> **OBJETIVO**
Indica cuántas líneas de los ítems de abajo contienen la palabra "blue". Responde solo con el número.

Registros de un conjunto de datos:
──────────

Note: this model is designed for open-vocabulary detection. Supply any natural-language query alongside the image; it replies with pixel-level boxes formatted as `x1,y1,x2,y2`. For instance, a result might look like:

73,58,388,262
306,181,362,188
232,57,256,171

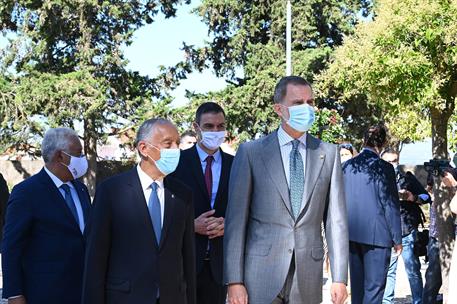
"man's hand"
8,296,27,304
441,171,457,188
227,284,248,304
194,209,216,235
330,283,348,304
207,217,225,239
394,244,403,256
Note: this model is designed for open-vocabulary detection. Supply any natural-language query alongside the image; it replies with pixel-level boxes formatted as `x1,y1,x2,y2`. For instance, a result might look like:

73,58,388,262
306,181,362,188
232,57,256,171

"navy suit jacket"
173,146,233,284
343,150,402,248
81,167,196,304
2,169,90,304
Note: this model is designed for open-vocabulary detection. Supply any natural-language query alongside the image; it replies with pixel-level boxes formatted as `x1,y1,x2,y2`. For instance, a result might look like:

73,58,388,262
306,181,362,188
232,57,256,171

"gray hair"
273,76,311,103
135,118,171,147
41,128,78,163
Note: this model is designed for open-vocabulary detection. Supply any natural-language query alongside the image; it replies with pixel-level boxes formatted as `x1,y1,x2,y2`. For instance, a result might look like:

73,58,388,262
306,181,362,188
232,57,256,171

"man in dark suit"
381,148,432,304
175,102,233,304
343,126,402,304
2,128,90,304
82,119,195,304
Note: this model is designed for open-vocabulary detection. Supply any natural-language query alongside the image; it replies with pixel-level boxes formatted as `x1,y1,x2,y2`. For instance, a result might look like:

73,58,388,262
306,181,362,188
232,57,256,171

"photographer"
381,149,431,304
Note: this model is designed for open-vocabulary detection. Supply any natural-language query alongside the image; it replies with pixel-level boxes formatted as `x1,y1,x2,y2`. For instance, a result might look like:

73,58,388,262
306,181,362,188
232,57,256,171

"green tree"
0,0,190,193
319,0,457,294
178,0,371,141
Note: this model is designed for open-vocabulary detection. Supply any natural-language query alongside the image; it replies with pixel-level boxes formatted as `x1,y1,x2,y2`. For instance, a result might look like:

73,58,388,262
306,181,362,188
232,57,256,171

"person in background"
0,173,10,249
442,171,457,304
82,118,196,304
343,125,402,304
2,128,91,304
173,102,233,304
422,173,442,304
381,148,431,304
179,130,197,150
340,143,357,163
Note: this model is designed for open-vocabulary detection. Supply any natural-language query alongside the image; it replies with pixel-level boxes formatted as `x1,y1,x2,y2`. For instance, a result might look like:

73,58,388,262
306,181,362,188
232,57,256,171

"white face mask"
62,151,89,179
200,131,225,150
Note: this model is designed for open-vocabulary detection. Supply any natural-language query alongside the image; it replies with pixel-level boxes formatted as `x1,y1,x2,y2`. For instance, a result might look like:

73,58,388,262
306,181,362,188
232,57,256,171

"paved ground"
0,255,427,304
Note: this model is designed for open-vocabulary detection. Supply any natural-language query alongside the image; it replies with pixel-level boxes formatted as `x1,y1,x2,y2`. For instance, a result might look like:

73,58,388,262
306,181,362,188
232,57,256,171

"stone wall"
0,159,133,189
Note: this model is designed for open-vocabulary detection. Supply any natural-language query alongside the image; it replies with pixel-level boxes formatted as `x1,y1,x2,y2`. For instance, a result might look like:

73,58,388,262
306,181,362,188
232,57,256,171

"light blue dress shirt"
44,167,85,232
195,144,222,209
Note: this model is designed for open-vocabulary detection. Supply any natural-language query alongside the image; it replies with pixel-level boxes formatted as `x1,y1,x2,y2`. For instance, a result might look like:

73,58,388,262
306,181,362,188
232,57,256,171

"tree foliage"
318,0,457,290
178,0,371,141
0,0,190,191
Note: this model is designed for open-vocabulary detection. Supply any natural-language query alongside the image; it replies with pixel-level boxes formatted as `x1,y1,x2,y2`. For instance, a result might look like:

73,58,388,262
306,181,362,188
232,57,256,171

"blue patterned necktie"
289,139,305,219
148,182,162,244
60,184,79,227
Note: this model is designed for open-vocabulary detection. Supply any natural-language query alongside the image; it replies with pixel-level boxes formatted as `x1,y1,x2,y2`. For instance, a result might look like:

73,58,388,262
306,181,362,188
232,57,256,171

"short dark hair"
379,147,399,157
181,130,197,138
195,101,225,124
135,117,172,147
273,76,311,103
363,124,387,148
340,143,354,155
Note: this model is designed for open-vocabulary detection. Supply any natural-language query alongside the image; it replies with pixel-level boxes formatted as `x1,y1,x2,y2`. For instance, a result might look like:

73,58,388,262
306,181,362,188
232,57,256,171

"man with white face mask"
224,76,349,304
81,118,196,304
2,128,91,304
175,102,233,304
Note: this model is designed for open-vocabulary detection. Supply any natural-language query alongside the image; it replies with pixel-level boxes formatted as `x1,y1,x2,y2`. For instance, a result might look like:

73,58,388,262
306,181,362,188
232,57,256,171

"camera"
424,158,453,177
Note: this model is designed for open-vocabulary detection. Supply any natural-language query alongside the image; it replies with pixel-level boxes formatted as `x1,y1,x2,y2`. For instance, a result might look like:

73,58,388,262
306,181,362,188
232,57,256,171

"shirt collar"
278,126,308,147
44,166,74,189
195,143,221,163
136,164,164,191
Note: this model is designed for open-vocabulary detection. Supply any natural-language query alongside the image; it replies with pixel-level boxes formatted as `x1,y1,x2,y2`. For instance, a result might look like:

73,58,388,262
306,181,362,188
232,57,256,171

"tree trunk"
84,117,97,197
431,109,455,299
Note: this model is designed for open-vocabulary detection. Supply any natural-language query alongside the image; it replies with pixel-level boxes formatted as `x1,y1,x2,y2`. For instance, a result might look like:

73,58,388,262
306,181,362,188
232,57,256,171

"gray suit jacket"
224,132,349,304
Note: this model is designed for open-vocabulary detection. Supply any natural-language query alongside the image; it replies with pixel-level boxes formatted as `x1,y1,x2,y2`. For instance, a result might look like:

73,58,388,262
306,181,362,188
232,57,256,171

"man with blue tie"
2,128,90,304
82,118,195,304
343,125,402,304
174,102,233,304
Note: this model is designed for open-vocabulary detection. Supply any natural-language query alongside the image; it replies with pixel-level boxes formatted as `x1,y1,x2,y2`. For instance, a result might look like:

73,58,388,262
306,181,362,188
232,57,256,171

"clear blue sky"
125,1,226,105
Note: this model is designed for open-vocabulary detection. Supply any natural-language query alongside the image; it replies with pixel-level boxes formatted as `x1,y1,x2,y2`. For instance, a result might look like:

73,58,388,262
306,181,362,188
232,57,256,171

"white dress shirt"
136,164,165,227
44,167,85,232
278,126,307,211
195,144,222,209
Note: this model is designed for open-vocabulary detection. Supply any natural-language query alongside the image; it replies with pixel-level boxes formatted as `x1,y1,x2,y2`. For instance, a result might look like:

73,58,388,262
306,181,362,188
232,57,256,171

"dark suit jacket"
2,169,90,304
0,173,10,245
173,146,233,284
82,167,195,304
343,150,401,248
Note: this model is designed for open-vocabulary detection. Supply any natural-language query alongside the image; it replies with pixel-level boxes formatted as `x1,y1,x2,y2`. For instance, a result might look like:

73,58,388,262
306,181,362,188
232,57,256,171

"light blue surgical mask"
146,143,181,175
287,104,315,132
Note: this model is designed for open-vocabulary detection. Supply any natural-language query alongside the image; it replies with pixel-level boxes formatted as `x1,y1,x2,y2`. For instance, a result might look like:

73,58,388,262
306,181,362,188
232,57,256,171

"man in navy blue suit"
81,118,196,304
343,126,402,304
2,128,90,304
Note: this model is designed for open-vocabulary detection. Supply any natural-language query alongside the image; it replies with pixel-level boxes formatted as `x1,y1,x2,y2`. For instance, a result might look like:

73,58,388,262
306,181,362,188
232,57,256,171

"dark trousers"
422,236,442,304
197,260,227,304
349,242,391,304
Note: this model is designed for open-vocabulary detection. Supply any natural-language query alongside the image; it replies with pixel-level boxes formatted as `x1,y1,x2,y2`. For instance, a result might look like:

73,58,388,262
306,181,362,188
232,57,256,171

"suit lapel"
260,131,293,217
127,166,158,248
190,145,211,205
39,169,81,232
301,135,325,216
159,186,176,248
72,182,90,225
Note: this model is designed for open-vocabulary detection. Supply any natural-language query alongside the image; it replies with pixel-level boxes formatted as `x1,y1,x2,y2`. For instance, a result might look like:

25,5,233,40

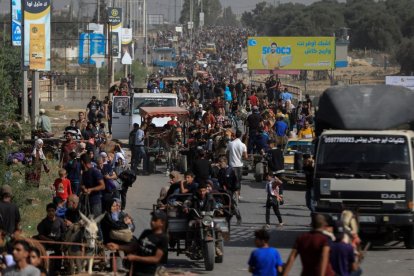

──────────

> **LA RESPUESTA**
6